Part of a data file
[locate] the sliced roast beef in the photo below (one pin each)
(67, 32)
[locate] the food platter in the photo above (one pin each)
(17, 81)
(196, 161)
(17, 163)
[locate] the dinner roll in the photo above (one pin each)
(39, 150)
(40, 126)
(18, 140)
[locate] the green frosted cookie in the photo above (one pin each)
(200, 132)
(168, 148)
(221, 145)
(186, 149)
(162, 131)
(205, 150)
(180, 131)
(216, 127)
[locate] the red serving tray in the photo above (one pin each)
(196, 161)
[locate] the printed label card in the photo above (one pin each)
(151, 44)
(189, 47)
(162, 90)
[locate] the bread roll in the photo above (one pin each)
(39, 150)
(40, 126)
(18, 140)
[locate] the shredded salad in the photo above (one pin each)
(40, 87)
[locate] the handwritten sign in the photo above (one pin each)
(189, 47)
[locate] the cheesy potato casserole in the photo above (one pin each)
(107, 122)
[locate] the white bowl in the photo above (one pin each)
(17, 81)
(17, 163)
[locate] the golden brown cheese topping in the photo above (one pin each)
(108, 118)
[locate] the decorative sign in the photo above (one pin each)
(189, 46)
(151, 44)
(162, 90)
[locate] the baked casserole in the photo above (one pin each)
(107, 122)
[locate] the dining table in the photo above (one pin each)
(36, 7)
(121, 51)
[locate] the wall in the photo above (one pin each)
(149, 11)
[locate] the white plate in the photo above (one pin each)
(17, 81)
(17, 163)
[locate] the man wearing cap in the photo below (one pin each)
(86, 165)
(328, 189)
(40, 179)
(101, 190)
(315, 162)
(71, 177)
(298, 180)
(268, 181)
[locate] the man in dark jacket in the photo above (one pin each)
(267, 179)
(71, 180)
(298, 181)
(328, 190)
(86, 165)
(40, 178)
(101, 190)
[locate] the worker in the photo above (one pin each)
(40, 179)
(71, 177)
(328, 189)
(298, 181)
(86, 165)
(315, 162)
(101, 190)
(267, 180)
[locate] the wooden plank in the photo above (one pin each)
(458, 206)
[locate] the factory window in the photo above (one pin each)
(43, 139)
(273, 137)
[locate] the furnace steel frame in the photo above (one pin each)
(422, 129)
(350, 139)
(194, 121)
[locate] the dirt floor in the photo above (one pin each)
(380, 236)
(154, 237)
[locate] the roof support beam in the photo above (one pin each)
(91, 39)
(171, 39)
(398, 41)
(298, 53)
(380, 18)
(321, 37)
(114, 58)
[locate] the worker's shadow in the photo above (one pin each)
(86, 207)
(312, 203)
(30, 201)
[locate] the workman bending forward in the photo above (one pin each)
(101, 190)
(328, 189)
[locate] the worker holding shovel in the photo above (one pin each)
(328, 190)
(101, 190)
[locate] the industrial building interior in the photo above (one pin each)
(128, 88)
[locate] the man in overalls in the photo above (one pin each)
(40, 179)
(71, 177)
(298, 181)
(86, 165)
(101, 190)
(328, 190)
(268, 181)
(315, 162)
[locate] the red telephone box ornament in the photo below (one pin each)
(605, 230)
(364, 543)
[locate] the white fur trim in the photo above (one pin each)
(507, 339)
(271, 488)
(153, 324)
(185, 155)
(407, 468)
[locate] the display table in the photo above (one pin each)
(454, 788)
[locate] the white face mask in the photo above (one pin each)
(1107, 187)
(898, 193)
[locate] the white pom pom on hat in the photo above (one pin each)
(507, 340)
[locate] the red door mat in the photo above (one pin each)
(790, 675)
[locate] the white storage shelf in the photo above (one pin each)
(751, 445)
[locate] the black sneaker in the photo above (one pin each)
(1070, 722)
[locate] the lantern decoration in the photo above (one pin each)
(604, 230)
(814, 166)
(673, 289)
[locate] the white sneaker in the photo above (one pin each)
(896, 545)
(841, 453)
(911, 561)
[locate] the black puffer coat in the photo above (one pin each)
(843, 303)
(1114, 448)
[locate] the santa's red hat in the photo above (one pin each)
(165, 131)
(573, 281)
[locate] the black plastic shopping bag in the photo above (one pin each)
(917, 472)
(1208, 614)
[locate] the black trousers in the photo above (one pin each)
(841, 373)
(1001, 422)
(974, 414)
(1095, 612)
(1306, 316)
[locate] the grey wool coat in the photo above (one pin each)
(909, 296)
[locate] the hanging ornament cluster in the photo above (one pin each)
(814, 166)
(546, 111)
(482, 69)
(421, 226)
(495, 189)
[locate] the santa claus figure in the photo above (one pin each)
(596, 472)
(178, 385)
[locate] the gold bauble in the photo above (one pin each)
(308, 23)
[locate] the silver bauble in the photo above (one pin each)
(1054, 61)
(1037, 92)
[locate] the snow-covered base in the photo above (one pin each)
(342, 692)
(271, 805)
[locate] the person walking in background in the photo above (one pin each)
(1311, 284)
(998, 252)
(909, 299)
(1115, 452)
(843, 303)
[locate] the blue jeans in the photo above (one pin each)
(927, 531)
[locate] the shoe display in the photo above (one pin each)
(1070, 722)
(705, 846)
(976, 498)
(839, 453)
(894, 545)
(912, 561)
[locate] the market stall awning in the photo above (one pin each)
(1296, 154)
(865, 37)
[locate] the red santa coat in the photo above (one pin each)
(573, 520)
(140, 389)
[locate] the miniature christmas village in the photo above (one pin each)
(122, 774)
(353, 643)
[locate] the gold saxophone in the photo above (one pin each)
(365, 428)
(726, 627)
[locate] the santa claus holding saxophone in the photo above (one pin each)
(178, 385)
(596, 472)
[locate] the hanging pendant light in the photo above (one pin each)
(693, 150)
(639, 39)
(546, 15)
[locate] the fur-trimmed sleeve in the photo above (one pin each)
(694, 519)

* * *

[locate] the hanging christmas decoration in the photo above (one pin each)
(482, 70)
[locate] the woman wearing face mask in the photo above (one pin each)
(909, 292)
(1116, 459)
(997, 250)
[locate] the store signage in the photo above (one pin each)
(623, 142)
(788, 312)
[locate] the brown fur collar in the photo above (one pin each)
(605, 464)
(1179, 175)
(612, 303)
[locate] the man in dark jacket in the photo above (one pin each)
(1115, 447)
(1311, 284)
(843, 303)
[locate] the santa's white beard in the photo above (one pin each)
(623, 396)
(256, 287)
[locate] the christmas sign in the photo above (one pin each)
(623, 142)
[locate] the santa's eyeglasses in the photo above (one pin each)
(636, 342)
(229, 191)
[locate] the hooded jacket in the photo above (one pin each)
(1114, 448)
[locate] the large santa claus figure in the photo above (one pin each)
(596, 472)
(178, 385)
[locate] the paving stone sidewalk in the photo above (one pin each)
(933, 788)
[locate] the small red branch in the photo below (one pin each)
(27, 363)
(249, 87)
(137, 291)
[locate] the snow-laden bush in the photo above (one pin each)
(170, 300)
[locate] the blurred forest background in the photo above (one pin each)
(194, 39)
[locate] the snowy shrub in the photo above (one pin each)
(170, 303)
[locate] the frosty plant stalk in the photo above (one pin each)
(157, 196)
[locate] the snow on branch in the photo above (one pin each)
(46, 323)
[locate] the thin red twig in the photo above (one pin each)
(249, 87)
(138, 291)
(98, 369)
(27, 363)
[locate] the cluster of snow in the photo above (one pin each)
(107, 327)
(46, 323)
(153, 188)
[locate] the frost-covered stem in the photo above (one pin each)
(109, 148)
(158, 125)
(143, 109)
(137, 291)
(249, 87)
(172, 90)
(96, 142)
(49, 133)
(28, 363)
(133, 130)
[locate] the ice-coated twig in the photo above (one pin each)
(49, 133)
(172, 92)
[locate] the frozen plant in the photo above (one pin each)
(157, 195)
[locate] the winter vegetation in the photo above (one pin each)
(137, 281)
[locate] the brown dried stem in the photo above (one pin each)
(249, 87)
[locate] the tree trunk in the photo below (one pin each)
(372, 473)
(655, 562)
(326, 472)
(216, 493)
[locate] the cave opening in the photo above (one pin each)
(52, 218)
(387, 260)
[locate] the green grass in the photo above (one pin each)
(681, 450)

§ THE PROBLEM
Repeat the lines that begin with the one containing "[locate] the black puffer" and end with the one containing "(1208, 614)", keeping both of those lines.

§ WORKED SOLUTION
[locate] the black puffer coat in the photo above (one pin each)
(843, 303)
(1114, 448)
[locate] the santa's red hat in the photo above (one pin each)
(165, 131)
(573, 281)
[locate] the black plastic shopping bag in the photo above (one pin each)
(917, 472)
(1208, 614)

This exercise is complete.